# WHAT YOU NEED TO DO
In the response, each entry below should appear again exactly as given.

# RECORDED INFORMATION
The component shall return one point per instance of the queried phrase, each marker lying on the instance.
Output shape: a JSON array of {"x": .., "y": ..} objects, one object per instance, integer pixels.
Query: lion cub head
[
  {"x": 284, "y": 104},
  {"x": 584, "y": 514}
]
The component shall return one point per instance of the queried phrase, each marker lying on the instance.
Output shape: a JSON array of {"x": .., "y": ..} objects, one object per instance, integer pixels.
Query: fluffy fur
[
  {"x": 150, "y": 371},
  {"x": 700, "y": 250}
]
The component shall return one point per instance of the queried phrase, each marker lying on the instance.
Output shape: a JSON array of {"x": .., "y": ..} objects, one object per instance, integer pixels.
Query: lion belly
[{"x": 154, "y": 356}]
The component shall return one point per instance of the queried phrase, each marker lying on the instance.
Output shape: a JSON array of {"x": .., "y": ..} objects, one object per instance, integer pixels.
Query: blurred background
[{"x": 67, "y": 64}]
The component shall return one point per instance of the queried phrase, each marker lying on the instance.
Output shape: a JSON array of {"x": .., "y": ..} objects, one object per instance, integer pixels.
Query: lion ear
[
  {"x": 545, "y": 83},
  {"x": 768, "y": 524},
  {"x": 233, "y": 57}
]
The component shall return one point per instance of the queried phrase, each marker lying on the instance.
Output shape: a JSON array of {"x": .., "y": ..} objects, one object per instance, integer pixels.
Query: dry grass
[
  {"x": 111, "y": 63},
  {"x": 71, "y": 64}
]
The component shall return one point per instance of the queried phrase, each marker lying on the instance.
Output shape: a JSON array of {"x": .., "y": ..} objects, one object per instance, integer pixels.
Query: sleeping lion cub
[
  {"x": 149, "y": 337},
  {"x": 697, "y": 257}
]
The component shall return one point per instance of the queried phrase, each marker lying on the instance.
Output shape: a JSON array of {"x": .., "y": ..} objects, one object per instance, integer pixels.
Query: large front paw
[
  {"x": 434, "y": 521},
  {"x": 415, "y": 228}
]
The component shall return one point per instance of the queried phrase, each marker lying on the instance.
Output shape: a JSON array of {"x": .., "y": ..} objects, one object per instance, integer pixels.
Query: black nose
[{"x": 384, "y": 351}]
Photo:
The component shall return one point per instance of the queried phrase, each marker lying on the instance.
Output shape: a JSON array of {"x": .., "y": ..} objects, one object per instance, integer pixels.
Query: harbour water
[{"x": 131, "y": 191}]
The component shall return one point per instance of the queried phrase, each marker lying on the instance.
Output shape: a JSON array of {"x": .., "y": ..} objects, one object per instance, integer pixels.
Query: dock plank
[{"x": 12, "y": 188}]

# SOLUTION FOR THIS TASK
The component shall return one point per instance of the queried phrase, each marker lying on the instance.
Output shape: a JSON array of {"x": .., "y": ..} objects, one object per instance, integer pixels.
Query: lion cub head
[
  {"x": 284, "y": 104},
  {"x": 584, "y": 514}
]
The component shall return one point per instance of the queried phrase, each marker lying on the instance.
Output shape: a JSON array of {"x": .., "y": ..} objects, one object per instance, integer pixels.
Query: fluffy fur
[
  {"x": 150, "y": 371},
  {"x": 700, "y": 250}
]
The component shall return one point per instance of the queried phrase, each marker lying on the instance.
Output shape: a JSON array of {"x": .., "y": ..} objects, one object per instance, integer pixels.
Query: lion belly
[{"x": 154, "y": 356}]
The component shall return one point per instance of the queried phrase, each marker lying on the instance.
Output shape: a JSON array of {"x": .., "y": ..} objects, one object per instance, integer pixels.
Query: blurred background
[{"x": 67, "y": 64}]
The component shall return one point per instance of the queried phrase, each marker lying on the instance.
Output shape: a JSON array of {"x": .., "y": ..} objects, one object per instance, integer pixels.
Query: lion ear
[
  {"x": 545, "y": 83},
  {"x": 768, "y": 524},
  {"x": 233, "y": 57}
]
The component shall return one point per instance of the queried phrase, each marker lying on the instance.
Output shape: a JSON array of {"x": .., "y": ..} objects, one object per instance, integer pixels.
Query: dry grass
[
  {"x": 111, "y": 63},
  {"x": 71, "y": 64}
]
The component shall return one point per instance of the queried phrase, each marker lying on the instance.
Output shape: a JSON array of {"x": .., "y": ..} objects, one object per instance, integer pixels.
Query: sleeping lion cub
[
  {"x": 149, "y": 337},
  {"x": 697, "y": 257}
]
The component shall return one point per instance of the queried phrase, each marker lying on the instance.
Output shape: a JSON array of {"x": .., "y": ..} objects, one object per instance, integer pixels.
Query: large front paw
[
  {"x": 434, "y": 521},
  {"x": 415, "y": 228}
]
The component shall return one point per instance of the queried phrase, each marker lying on the instance.
Output shape: a JSON array of {"x": .., "y": ..} objects, one object per instance, integer pixels.
Query: black nose
[{"x": 384, "y": 351}]
Photo:
The component shall return one point per instance of the queried phrase, each marker lying on the instance.
Output shape: a JSON array of {"x": .., "y": ..} objects, one object per instance, integer pixels.
Query: harbour water
[{"x": 131, "y": 191}]
The component shall return one point per instance of the queried phrase, each marker lying on the instance.
Output shape: a JSON array of {"x": .., "y": ..} objects, one object per instance, integer pixels.
Query: dock plank
[{"x": 12, "y": 188}]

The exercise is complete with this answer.